Page excerpt —
------------

Part Eight: Lesbians, Lindsay & Leather

July 7, 1982

It’s the costumer Dan Moore’s birthday party thrown by the crew.  He’s a smart, thoroughly Irish guy, so I buy him some Irish whiskey. He got  a graduate degree in literature and did his thesis on Joyce!  The people who stumble into the movie business!  Also I keep pressing him if one day he could let me have one of the doubles for the hat Ganz wore in one shot, a brown felt hat I’m crazy about.

July 8, 1982

Dan Moore got his bottle of whiskey from me but he barely he had time to notice, because his crew mates doused him with meringue pie.

He retreated to one of the trailers to recuperate.

July 9, 1982

Celebrations at the studio continue:

Ric Waite’s birthday- The camera crew with Baird in command, gets him a chocolate cake.  Sculpted onto the cake, is a cinematographersetting up a shot in the jail.  Rick’s backlit shot of Nick and Eddie quarreling in the prison, was superb, his finest hour yet, three days ago.

Printed on the cake a statement attributed to Ric.

“Does it have to be this hard?  Yeah, so it can be this much fun?”

Denise Crosby (Bing’s granddaughter) and Margot Rose (a woman I briefly nearly dated more than two years ago) play the two girls Eddie and Nick question looking for Billy (Sonny.)  We refer to them as the two dykes.

Walter invents a bit for Denise to do with a baseball bat, hitting Eddy, that improves the scene.

When we get to the hit, Eddie is comically fearful.

“I’m not gonna hit you” Denise promises urgently.  “I’m not worried about you, it’s your arms holding the bat that worries me” Eddy moans.

Eddie for the fourth day in a row is quite good, about a thousand percent improved on the early scenes in San Francisco that worried the studio.  The proverbial chemistry between Nick and Eddie together in scenes has taken a mysterious quantum leap.  Basically they’ve gotten to like and trust each other in “real life” and it affects their scenes.  I don’t know who wouldn’t become a better actor opposite Nolte, and Eddie said the same thing.   He shook his head a couple of days ago and he said, “Nolte, man…he makes you act.”

But what exactly is the reason for the huge improvement?  There’s Nick, there’s Walter’s prodding, there’s the studio’s pressure… and there’s simply Eddie’s raw talent urging him forward.  You can see him get more into it moment by moment.  It reminds me that he’s a comedian and with comedians on stage, they sometimes hit a groove where they become confident of their rapport with the audience and suddenly the littlest thing they do works and is funny and extends their control of the audience.  Eddie’s at least glimpsed that groove, or else he’s hitting it.

Walter and Joel and Larry have started to completely change their tune about worrying about Eddie or what the studio thinks of him.  Whatever problems we face suddenly Eddie is ceasing to be one of them

Walter’s concentrated attention pays off.

------------

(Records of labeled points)
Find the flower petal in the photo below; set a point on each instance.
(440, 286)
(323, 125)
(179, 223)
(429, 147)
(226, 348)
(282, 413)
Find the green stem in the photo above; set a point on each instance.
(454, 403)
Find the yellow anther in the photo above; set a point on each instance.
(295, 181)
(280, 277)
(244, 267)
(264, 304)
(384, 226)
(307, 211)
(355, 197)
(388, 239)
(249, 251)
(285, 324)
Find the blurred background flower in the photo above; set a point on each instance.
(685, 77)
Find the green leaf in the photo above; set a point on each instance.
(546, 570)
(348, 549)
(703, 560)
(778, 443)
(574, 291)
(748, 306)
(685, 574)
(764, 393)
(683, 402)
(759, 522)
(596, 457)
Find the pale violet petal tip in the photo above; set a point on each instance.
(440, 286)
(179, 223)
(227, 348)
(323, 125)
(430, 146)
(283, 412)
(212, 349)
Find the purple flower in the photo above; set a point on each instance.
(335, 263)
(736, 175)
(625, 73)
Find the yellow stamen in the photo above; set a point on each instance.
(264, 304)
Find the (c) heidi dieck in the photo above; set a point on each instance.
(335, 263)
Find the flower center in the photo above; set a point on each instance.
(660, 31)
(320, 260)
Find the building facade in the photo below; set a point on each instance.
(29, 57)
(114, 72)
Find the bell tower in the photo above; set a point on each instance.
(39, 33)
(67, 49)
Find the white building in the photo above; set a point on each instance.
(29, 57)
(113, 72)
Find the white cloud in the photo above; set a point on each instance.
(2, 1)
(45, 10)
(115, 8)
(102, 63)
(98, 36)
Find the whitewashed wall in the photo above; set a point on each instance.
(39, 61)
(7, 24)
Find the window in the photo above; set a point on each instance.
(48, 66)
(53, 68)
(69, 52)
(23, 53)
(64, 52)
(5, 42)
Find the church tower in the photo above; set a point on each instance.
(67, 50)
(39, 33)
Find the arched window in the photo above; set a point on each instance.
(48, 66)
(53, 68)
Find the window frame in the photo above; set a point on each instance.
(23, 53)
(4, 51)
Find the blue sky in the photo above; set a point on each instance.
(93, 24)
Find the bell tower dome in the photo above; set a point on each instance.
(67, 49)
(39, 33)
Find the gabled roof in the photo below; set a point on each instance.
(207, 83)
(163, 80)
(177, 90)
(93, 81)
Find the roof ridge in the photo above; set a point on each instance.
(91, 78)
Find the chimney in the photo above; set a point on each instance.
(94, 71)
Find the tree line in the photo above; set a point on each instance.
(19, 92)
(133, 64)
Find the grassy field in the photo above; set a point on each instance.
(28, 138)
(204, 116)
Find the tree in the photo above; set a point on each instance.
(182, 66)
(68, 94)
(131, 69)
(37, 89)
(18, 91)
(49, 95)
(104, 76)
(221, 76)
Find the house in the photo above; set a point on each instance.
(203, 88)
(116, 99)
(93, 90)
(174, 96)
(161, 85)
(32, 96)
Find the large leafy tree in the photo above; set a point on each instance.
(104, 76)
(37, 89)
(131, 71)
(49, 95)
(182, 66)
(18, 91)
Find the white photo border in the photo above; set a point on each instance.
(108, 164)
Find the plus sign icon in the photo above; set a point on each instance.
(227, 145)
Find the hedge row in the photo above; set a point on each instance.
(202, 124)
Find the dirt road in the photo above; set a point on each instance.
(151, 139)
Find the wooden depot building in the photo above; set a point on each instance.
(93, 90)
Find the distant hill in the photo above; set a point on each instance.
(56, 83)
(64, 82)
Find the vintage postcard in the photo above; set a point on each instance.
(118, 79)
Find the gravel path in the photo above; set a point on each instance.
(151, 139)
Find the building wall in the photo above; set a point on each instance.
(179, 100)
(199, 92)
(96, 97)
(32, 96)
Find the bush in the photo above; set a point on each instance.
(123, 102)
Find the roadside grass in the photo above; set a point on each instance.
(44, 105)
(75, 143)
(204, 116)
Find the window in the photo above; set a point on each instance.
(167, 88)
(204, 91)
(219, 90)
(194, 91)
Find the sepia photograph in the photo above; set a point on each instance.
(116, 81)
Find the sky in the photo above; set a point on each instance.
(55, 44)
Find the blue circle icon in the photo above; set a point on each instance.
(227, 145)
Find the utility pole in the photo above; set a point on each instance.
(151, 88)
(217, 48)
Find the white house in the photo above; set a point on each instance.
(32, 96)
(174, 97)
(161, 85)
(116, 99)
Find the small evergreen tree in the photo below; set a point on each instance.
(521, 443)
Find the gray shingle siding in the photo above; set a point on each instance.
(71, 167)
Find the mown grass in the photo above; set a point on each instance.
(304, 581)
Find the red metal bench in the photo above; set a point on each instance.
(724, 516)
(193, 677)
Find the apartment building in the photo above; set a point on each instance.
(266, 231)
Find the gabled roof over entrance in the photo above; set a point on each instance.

------------

To-do list —
1. Condense the paragraph of the diary excerpt that begins "Eddie for the fourth day in a row" into a shorter paragraph, keeping its main facts.
2. Lay out the entries from the line with "Find the white house" through the end of the entries as a Markdown table with the columns Row and Line, one table row per line.

Solution list —
1. Eddie has been quite good for four days running, vastly improved over the early San Francisco scenes that worried the studio. His chemistry with Nick in their scenes has taken a sudden leap, because the two have come to like and trust each other in real life. The diarist thinks anyone would become a better actor opposite Nolte, and Eddie agreed, saying a couple of days earlier, "Nolte, man…he makes you act."

2.
| Row | Line |
|---|---|
| 1 | Find the white house in the photo above; set a point on each instance. |
| 2 | (32, 96) |
| 3 | (174, 97) |
| 4 | (161, 85) |
| 5 | (116, 99) |
| 6 | Find the small evergreen tree in the photo below; set a point on each instance. |
| 7 | (521, 443) |
| 8 | Find the gray shingle siding in the photo above; set a point on each instance. |
| 9 | (71, 167) |
| 10 | Find the mown grass in the photo above; set a point on each instance. |
| 11 | (304, 581) |
| 12 | Find the red metal bench in the photo above; set a point on each instance. |
| 13 | (724, 516) |
| 14 | (193, 677) |
| 15 | Find the apartment building in the photo above; set a point on each instance. |
| 16 | (266, 231) |
| 17 | Find the gabled roof over entrance in the photo above; set a point on each instance. |